▶ **WHAT YOU SHOULD DO**: Show each line in the rows below that contains the word "black".

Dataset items
# # # # # # #
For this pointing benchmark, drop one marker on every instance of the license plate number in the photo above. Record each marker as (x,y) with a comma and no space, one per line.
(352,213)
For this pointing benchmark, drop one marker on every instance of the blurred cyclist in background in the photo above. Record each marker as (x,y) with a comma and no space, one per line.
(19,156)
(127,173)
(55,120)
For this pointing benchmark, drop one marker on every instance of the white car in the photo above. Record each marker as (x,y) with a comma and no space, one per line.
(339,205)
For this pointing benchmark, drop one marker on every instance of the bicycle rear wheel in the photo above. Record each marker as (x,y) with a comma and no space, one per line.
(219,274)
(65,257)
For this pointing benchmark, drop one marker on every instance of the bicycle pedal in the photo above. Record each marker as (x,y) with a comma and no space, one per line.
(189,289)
# # # # # # #
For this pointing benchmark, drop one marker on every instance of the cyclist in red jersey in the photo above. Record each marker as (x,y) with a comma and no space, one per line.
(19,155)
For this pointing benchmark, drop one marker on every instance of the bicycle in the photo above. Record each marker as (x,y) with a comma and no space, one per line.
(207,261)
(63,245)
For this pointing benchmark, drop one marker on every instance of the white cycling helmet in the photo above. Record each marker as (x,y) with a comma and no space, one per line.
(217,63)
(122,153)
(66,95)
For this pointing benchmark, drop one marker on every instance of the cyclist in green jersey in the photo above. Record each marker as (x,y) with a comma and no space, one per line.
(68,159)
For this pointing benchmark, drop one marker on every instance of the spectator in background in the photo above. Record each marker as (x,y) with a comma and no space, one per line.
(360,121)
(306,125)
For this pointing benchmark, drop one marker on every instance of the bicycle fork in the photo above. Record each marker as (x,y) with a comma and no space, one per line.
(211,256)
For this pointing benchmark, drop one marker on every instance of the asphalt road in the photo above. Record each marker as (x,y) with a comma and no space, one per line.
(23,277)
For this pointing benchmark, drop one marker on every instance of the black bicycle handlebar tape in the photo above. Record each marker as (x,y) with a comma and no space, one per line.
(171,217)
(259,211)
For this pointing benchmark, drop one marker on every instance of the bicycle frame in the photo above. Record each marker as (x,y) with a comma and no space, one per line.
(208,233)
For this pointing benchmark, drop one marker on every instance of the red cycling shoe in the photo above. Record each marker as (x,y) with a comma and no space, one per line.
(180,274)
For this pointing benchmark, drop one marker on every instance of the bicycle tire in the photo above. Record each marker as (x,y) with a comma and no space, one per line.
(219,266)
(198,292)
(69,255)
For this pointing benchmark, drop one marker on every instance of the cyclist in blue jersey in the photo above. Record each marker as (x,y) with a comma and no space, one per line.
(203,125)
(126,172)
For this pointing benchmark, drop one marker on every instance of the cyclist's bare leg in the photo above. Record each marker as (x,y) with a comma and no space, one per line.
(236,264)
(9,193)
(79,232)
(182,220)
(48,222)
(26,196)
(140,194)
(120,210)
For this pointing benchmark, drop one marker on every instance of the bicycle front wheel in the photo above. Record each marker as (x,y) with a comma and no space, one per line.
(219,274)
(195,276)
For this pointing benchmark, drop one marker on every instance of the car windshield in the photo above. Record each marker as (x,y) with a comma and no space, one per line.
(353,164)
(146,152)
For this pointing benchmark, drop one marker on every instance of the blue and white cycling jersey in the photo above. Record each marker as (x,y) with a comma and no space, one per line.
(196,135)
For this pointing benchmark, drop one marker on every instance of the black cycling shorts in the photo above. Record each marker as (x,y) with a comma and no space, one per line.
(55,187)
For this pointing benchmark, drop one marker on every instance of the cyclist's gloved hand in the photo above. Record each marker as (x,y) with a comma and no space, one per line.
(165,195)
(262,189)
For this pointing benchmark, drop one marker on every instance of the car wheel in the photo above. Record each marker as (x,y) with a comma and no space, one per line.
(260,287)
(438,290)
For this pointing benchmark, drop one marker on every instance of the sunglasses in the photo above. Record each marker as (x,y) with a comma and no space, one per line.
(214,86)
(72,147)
# # # # # # #
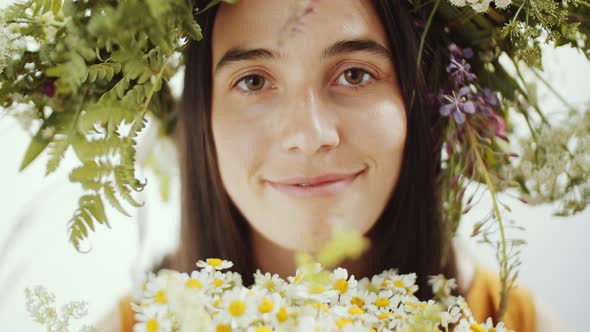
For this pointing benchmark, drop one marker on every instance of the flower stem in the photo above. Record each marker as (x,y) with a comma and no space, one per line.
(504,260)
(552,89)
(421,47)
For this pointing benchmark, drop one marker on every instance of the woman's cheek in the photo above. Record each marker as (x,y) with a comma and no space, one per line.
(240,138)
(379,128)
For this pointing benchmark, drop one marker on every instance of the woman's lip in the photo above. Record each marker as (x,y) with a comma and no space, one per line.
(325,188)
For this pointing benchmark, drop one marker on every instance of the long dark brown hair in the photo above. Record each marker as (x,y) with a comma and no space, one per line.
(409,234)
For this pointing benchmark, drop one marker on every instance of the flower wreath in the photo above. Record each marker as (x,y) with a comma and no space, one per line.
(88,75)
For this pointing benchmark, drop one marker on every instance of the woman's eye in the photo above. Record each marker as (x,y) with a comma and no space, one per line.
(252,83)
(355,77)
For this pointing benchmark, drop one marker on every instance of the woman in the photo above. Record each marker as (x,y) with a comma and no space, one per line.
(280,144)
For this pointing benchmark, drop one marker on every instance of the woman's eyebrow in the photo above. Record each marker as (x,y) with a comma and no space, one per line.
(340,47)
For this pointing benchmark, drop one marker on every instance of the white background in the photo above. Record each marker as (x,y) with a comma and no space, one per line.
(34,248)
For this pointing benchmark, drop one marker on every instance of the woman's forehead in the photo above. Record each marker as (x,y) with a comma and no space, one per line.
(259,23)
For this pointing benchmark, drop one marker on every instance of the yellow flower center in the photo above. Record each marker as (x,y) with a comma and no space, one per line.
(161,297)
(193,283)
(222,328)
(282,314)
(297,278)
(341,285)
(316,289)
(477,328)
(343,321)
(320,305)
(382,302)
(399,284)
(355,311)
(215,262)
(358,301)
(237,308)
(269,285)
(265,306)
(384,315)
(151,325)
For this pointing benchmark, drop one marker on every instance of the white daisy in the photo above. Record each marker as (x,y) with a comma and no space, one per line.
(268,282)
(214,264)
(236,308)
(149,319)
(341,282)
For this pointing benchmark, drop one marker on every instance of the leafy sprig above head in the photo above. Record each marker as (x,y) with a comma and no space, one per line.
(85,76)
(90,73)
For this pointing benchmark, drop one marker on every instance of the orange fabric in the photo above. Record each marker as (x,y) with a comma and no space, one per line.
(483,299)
# # # # # # #
▶ **ANSWER TO THIS PROBLEM**:
For this pointing benchmark, drop one marker on every instance of the black bicycle handlebar tape in the photo above. Record each marker as (x,y) with a comma and no space, one per line.
For this pointing benchmark, drop one marker on every instance of the black cycling shorts in the photo above. Record each marker as (x,y) with a comma and no space, one per line.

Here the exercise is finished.